### Task requirements:
Transcribe everything in the data word for word. Pictures are left out.

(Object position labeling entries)

◆ ◆ ◆ ◆ ◆ ◆ ◆

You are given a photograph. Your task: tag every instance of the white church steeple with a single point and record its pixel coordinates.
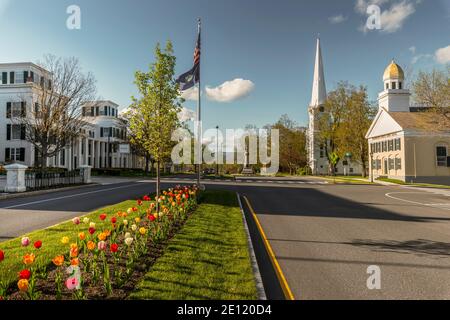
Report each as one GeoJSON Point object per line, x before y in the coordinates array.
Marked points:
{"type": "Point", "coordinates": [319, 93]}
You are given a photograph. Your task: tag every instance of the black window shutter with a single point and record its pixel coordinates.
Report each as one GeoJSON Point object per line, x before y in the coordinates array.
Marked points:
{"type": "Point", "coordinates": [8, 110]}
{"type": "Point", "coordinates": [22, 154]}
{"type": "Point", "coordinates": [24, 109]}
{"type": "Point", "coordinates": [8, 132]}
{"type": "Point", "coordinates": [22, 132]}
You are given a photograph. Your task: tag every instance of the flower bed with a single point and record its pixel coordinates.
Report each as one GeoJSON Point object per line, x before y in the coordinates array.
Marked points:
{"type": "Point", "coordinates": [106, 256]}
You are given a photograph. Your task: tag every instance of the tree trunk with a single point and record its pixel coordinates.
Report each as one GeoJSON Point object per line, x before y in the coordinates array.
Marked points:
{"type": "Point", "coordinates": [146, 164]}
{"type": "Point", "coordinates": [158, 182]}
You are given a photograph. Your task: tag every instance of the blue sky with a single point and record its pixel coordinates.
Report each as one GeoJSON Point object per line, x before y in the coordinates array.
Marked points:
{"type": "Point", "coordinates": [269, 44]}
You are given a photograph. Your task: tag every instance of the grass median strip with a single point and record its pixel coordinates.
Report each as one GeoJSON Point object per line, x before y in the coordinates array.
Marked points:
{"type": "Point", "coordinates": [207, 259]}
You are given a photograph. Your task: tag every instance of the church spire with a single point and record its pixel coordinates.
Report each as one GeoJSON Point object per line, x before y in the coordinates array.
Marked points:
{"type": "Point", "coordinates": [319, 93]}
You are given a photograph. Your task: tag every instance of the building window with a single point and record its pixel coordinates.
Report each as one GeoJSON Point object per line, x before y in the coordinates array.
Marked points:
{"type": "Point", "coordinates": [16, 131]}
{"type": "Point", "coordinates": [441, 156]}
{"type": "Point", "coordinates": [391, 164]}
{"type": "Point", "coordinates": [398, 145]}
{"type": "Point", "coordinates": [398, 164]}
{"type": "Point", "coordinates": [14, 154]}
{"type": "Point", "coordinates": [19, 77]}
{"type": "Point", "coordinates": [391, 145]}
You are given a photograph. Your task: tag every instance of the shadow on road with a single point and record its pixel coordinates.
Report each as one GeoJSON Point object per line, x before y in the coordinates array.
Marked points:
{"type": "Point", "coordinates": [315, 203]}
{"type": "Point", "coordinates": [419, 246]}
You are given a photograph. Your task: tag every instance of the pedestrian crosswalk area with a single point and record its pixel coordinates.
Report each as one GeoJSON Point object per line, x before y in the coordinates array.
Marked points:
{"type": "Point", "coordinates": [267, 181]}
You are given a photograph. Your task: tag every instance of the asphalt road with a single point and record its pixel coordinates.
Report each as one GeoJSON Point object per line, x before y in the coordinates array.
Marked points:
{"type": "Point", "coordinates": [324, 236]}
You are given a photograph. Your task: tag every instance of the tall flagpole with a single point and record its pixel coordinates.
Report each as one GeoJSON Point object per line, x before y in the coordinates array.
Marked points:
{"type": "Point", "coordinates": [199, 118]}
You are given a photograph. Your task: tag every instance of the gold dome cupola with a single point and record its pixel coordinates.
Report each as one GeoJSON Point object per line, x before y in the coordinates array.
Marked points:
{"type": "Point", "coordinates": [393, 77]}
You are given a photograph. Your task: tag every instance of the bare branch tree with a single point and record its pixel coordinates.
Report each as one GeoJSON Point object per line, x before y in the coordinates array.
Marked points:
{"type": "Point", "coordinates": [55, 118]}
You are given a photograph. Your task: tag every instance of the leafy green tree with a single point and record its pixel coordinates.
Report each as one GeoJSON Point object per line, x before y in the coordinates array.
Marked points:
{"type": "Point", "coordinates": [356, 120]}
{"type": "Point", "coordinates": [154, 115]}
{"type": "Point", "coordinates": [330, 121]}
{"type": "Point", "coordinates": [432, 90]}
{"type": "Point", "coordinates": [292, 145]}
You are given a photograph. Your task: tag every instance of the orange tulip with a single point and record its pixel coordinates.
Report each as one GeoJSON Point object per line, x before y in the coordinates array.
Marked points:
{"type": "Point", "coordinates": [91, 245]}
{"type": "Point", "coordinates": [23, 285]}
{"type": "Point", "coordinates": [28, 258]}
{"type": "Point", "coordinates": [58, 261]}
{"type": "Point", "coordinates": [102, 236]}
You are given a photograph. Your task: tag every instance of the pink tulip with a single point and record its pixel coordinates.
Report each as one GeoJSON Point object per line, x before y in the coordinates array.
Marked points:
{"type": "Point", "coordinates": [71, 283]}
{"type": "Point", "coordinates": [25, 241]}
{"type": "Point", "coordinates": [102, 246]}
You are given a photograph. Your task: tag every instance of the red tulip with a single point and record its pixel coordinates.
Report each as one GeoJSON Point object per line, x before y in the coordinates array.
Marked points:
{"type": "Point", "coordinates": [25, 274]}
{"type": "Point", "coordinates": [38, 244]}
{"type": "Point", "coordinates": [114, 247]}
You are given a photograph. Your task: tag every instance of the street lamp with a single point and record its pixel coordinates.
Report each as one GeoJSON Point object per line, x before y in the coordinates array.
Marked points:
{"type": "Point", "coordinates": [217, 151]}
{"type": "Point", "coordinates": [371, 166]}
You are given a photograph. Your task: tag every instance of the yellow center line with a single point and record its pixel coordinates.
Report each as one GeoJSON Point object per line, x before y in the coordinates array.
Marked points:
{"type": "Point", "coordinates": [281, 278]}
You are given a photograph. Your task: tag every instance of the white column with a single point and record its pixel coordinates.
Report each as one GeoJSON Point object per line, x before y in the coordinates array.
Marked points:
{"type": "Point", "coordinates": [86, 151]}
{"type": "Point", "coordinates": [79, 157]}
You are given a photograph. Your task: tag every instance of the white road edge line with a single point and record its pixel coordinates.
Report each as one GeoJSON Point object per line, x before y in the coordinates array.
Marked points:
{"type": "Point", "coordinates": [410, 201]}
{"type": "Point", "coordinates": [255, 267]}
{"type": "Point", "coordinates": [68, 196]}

◆ ◆ ◆ ◆ ◆ ◆ ◆

### Response below:
You are given a photograph. Your task: tag every instance of the white church steeple with a single point and record its pixel coordinates.
Report each as one GeoJSON Point object per line, x before y in the coordinates array.
Marked points:
{"type": "Point", "coordinates": [319, 93]}
You are given a photograph. Your task: tag every instance of the black window shutter with a single point and record its pixel coordinates.
Report each as one GeoJSON Point object per line, x before y in the coordinates array.
Marked points:
{"type": "Point", "coordinates": [8, 110]}
{"type": "Point", "coordinates": [22, 154]}
{"type": "Point", "coordinates": [24, 109]}
{"type": "Point", "coordinates": [8, 132]}
{"type": "Point", "coordinates": [22, 132]}
You are given a photograph. Your task: tag every instance of the flower bed with a single point and record its pixel coordinates.
Report each as one GeoJSON Point object per line, x before y in the coordinates array.
Marked points:
{"type": "Point", "coordinates": [106, 256]}
You are given a photograph. Your task: tag every instance of the tree trunk with a single point and record its pixel coordinates.
Report each as one GeoJSON Point object per line, x before y in the coordinates array.
Marked points:
{"type": "Point", "coordinates": [146, 164]}
{"type": "Point", "coordinates": [158, 182]}
You are given a photograph. Your task: tag every instance of the blue sky with a single point and record its pixel coordinates.
Report each as one GeoJSON Point object per line, x before y in the coordinates array.
Marked points:
{"type": "Point", "coordinates": [269, 44]}
You are given a photograph. Your task: tag every instance of the grass median strip with a single point and record its pixel coordinates.
Report each as one GeoJSON Point object per line, x before y in the coordinates array.
Marked points:
{"type": "Point", "coordinates": [207, 259]}
You are given a photograph. Your task: tag every instance of the church spire with a single point and record its pixel coordinates.
Report each as one GeoJSON Point object per line, x before y in the coordinates array.
Marked points:
{"type": "Point", "coordinates": [319, 93]}
You are given a photograph. Your task: tag every instance of the building window with a single point and record its pixel coordinates.
Report each as one GeoJSON Point object per line, x before y in the coordinates array.
Marked points:
{"type": "Point", "coordinates": [16, 131]}
{"type": "Point", "coordinates": [441, 156]}
{"type": "Point", "coordinates": [391, 164]}
{"type": "Point", "coordinates": [398, 145]}
{"type": "Point", "coordinates": [398, 164]}
{"type": "Point", "coordinates": [14, 154]}
{"type": "Point", "coordinates": [19, 77]}
{"type": "Point", "coordinates": [391, 145]}
You are given a photograph. Your task: tag every instance of the shadow on road with a single point and record its pixel coordinates.
Report each as one GeoJSON Point object per line, x before y in the coordinates array.
Marked points:
{"type": "Point", "coordinates": [315, 203]}
{"type": "Point", "coordinates": [419, 246]}
You are given a photograph. Your task: tag every instance of the pedestrian crosswalk area with a single point and record its pixel coordinates.
Report each as one GeoJSON Point object per line, x before y in the coordinates array.
Marked points:
{"type": "Point", "coordinates": [267, 181]}
You are given a photograph. Your task: tag every instance of the asphalt road with a single point and record its pixel coordinates.
Report each as one GeoJSON Point object per line, x before y in the coordinates array.
Marked points:
{"type": "Point", "coordinates": [324, 236]}
You are given a photograph. Your task: tag every instance of the tall flagpole with a single point and record its pixel coordinates.
Report each as one GeoJSON Point object per line, x before y in the coordinates array.
Marked points:
{"type": "Point", "coordinates": [199, 118]}
You are given a photograph. Your task: tag every instance of the gold dome cupola with a single point and record its pixel coordinates.
Report each as one GeoJSON Point object per line, x before y in the coordinates array.
Marked points:
{"type": "Point", "coordinates": [393, 77]}
You are given a photograph. Your task: tag every instance of the bare branch tree with a single point and record its pixel coordinates.
Report each as one GeoJSON Point object per line, x before y in the coordinates array.
Marked points:
{"type": "Point", "coordinates": [55, 118]}
You are given a photograph. Your task: tag every instance of the leafy green tree with a single point and record its pixel coordinates.
Report each as one GeoJSON Point object per line, x before y in the coordinates array.
Marked points:
{"type": "Point", "coordinates": [356, 120]}
{"type": "Point", "coordinates": [154, 115]}
{"type": "Point", "coordinates": [330, 121]}
{"type": "Point", "coordinates": [432, 90]}
{"type": "Point", "coordinates": [292, 145]}
You are given a photograph. Your task: tag every instance of the orange tulip with a single point and record its pixel coordinates.
Report each as one GeoJSON Point object per line, x before y in the coordinates array.
Marked points:
{"type": "Point", "coordinates": [91, 245]}
{"type": "Point", "coordinates": [23, 285]}
{"type": "Point", "coordinates": [28, 258]}
{"type": "Point", "coordinates": [58, 261]}
{"type": "Point", "coordinates": [102, 236]}
You are given a photograph. Your task: tag every instance of the pink tulip with a single point and record its pixel coordinates.
Report each as one GeoJSON Point object per line, x before y in the coordinates array.
Marked points:
{"type": "Point", "coordinates": [71, 283]}
{"type": "Point", "coordinates": [25, 241]}
{"type": "Point", "coordinates": [102, 246]}
You are given a photograph. Your task: tag every instance of the red tulip with a single point and record its pixel coordinates.
Report each as one GeoJSON Point object per line, x before y in the coordinates array.
Marked points:
{"type": "Point", "coordinates": [25, 274]}
{"type": "Point", "coordinates": [38, 244]}
{"type": "Point", "coordinates": [114, 247]}
You are given a photograph. Your task: tag every instance of the street lamp with a single point and record its pixel coordinates.
Report each as one GeoJSON Point object per line, x before y in the coordinates array.
Marked points:
{"type": "Point", "coordinates": [217, 151]}
{"type": "Point", "coordinates": [371, 166]}
You are given a photograph. Your task: tag every instance of the yellow center line with a single point and record its pixel coordinates.
Report each as one GeoJSON Point object per line, x before y in the coordinates array.
Marked points:
{"type": "Point", "coordinates": [281, 278]}
You are given a photograph. Your task: tag every instance of the white column with a single point and record its pixel coordinates.
Report each as one GeoJSON Point object per line, x before y in the coordinates array.
Marked points:
{"type": "Point", "coordinates": [86, 151]}
{"type": "Point", "coordinates": [79, 157]}
You are given a photograph. Your task: tag every instance of the white road edge line with a single point and record its pixel coordinates.
Report each as one GeoJSON Point object per line, x before y in the coordinates array.
Marked points:
{"type": "Point", "coordinates": [410, 201]}
{"type": "Point", "coordinates": [255, 267]}
{"type": "Point", "coordinates": [68, 196]}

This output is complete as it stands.